• _WHAT YOU ARE ASKED TO DO_
In your copy, each record should read exactly as it does below, and no pictures should be present.

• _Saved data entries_
☆ ☆ ☆ ☆

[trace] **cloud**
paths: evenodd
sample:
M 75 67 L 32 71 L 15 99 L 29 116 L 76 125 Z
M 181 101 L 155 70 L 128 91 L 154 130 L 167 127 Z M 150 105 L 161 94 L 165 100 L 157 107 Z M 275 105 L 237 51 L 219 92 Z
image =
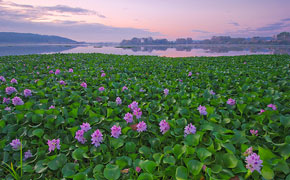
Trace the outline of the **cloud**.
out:
M 95 11 L 91 11 L 88 9 L 83 8 L 74 8 L 64 5 L 57 5 L 57 6 L 48 6 L 48 7 L 39 7 L 45 11 L 54 11 L 58 13 L 70 13 L 70 14 L 77 14 L 77 15 L 92 15 L 97 14 Z M 104 17 L 104 15 L 101 15 Z
M 1 6 L 2 5 L 2 6 Z M 1 1 L 0 0 L 0 8 L 8 12 L 9 14 L 22 14 L 23 16 L 29 16 L 32 20 L 33 17 L 39 19 L 40 16 L 64 16 L 64 15 L 96 15 L 100 18 L 106 18 L 105 15 L 79 7 L 70 7 L 66 5 L 56 5 L 56 6 L 32 6 L 25 4 L 16 4 L 9 1 Z M 32 14 L 31 14 L 32 13 Z M 58 13 L 58 14 L 55 14 Z M 2 13 L 4 14 L 4 13 Z M 6 15 L 6 17 L 8 16 Z
M 274 24 L 268 24 L 263 27 L 259 27 L 256 29 L 256 31 L 274 31 L 274 30 L 281 30 L 284 29 L 285 27 L 290 27 L 290 24 L 285 24 L 284 22 L 277 22 Z
M 211 33 L 211 32 L 208 32 L 208 31 L 203 31 L 203 30 L 198 30 L 198 29 L 191 30 L 191 32 L 204 33 L 204 34 Z
M 228 24 L 231 24 L 231 25 L 234 25 L 234 26 L 240 26 L 240 24 L 237 23 L 237 22 L 229 22 Z
M 12 21 L 0 16 L 0 32 L 23 32 L 46 35 L 58 35 L 77 41 L 87 42 L 120 42 L 132 37 L 160 37 L 159 32 L 146 29 L 120 28 L 103 24 L 88 24 L 79 21 L 31 22 Z
M 290 21 L 290 18 L 281 19 L 281 21 Z

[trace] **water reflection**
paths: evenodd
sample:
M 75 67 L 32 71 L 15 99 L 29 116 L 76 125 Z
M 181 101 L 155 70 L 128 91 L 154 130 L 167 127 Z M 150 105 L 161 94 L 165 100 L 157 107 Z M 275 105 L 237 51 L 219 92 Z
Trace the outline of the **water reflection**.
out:
M 105 53 L 154 55 L 168 57 L 236 56 L 250 54 L 290 54 L 290 45 L 206 45 L 113 47 L 93 45 L 23 45 L 0 46 L 0 56 L 51 53 Z
M 135 46 L 123 47 L 123 49 L 130 49 L 133 52 L 153 52 L 153 51 L 168 51 L 174 49 L 175 51 L 191 52 L 196 49 L 204 50 L 204 53 L 229 53 L 245 51 L 253 54 L 290 54 L 290 46 L 263 46 L 263 45 L 192 45 L 192 46 Z
M 78 46 L 76 45 L 0 46 L 0 56 L 57 53 L 73 49 L 76 47 Z

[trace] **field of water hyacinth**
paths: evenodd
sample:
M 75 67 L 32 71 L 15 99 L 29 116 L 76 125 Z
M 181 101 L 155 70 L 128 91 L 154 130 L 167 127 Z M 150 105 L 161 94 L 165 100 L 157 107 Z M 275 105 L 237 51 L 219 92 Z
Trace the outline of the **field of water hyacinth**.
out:
M 289 180 L 290 56 L 0 57 L 1 179 Z

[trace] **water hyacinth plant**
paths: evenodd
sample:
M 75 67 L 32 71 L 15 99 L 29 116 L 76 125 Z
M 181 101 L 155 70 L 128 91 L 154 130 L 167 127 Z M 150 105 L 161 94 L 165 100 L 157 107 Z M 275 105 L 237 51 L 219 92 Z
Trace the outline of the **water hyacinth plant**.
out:
M 285 180 L 289 59 L 0 57 L 0 177 Z

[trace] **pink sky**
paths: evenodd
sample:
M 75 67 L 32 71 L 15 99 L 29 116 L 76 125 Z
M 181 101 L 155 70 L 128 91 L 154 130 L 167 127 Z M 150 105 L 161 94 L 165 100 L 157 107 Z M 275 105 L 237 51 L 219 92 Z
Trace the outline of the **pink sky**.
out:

☆ ☆ ☆ ☆

• _ANSWER SPACE_
[trace] **cloud**
paths: evenodd
sample:
M 75 67 L 32 71 L 15 99 L 29 116 L 76 125 Z
M 181 101 L 155 70 L 128 91 L 154 130 L 167 127 Z M 150 105 L 161 94 L 165 100 L 157 107 Z M 275 105 L 237 51 L 219 92 Z
image =
Trace the outline of the **cloud**.
out:
M 95 11 L 91 11 L 88 9 L 83 8 L 74 8 L 64 5 L 57 5 L 57 6 L 48 6 L 48 7 L 39 7 L 45 11 L 54 11 L 58 13 L 70 13 L 70 14 L 77 14 L 77 15 L 92 15 L 97 14 Z M 104 17 L 104 15 L 101 15 Z
M 1 6 L 2 5 L 2 6 Z M 1 1 L 0 0 L 0 8 L 8 12 L 9 14 L 22 14 L 23 16 L 29 16 L 32 20 L 33 17 L 39 19 L 40 16 L 64 16 L 64 15 L 96 15 L 100 18 L 106 18 L 105 15 L 79 7 L 70 7 L 66 5 L 56 5 L 56 6 L 32 6 L 25 4 L 16 4 L 9 1 Z M 32 14 L 31 14 L 32 13 Z M 58 13 L 58 14 L 55 14 Z M 2 13 L 4 14 L 4 13 Z M 6 15 L 6 17 L 8 16 Z
M 274 24 L 268 24 L 263 27 L 259 27 L 256 29 L 256 31 L 274 31 L 274 30 L 281 30 L 284 29 L 285 27 L 290 27 L 290 24 L 285 24 L 284 22 L 277 22 Z
M 211 33 L 211 32 L 208 32 L 208 31 L 203 31 L 203 30 L 198 30 L 198 29 L 191 30 L 191 32 L 204 33 L 204 34 Z
M 228 24 L 231 24 L 231 25 L 234 25 L 234 26 L 240 26 L 240 24 L 237 23 L 237 22 L 229 22 Z
M 12 21 L 0 16 L 0 32 L 23 32 L 46 35 L 58 35 L 77 41 L 87 42 L 120 42 L 132 37 L 160 37 L 159 32 L 146 29 L 120 28 L 103 24 L 88 24 L 79 21 L 31 22 Z
M 290 21 L 290 18 L 281 19 L 281 21 Z

[trace] **water reflection**
paths: evenodd
sample:
M 75 67 L 32 71 L 15 99 L 29 116 L 76 125 Z
M 181 101 L 155 70 L 128 91 L 154 130 L 167 127 Z M 150 105 L 161 94 L 165 100 L 157 107 Z M 275 105 L 237 51 L 219 92 Z
Trace the outline of the **water reflection**.
out:
M 105 53 L 154 55 L 168 57 L 236 56 L 250 54 L 290 54 L 290 45 L 206 45 L 113 47 L 93 45 L 23 45 L 0 46 L 0 56 L 51 53 Z
M 135 46 L 123 47 L 123 49 L 130 49 L 133 52 L 153 52 L 153 51 L 168 51 L 174 49 L 175 51 L 191 52 L 196 49 L 204 50 L 204 53 L 229 53 L 245 51 L 253 54 L 290 54 L 290 46 L 263 46 L 263 45 L 192 45 L 192 46 Z
M 78 46 L 76 45 L 0 46 L 0 56 L 57 53 L 73 49 L 76 47 Z

[trace] **field of water hyacinth**
paths: evenodd
sample:
M 75 67 L 32 71 L 15 99 L 29 116 L 76 125 Z
M 181 101 L 155 70 L 128 91 L 154 130 L 167 127 Z M 150 105 L 161 94 L 165 100 L 157 107 Z M 275 105 L 237 51 L 219 92 Z
Trace the outline of the **field of water hyacinth**.
out:
M 289 180 L 290 56 L 0 57 L 1 179 Z

[trace] **water hyacinth plant**
paths: evenodd
sample:
M 75 67 L 32 71 L 15 99 L 29 116 L 76 125 Z
M 181 101 L 155 70 L 128 91 L 154 130 L 167 127 Z M 150 105 L 161 94 L 165 100 L 157 107 Z M 275 105 L 237 51 L 219 92 Z
Trace the outline of the **water hyacinth plant**.
out:
M 285 180 L 289 59 L 0 57 L 0 177 Z

[trace] **pink sky**
paths: evenodd
sample:
M 75 67 L 32 71 L 15 99 L 29 116 L 76 125 Z
M 181 101 L 155 70 L 128 91 L 154 130 L 167 127 Z M 150 105 L 161 94 L 165 100 L 157 107 Z M 275 105 L 237 51 L 219 92 Z
Trace the outline of the **pink sky**.
out:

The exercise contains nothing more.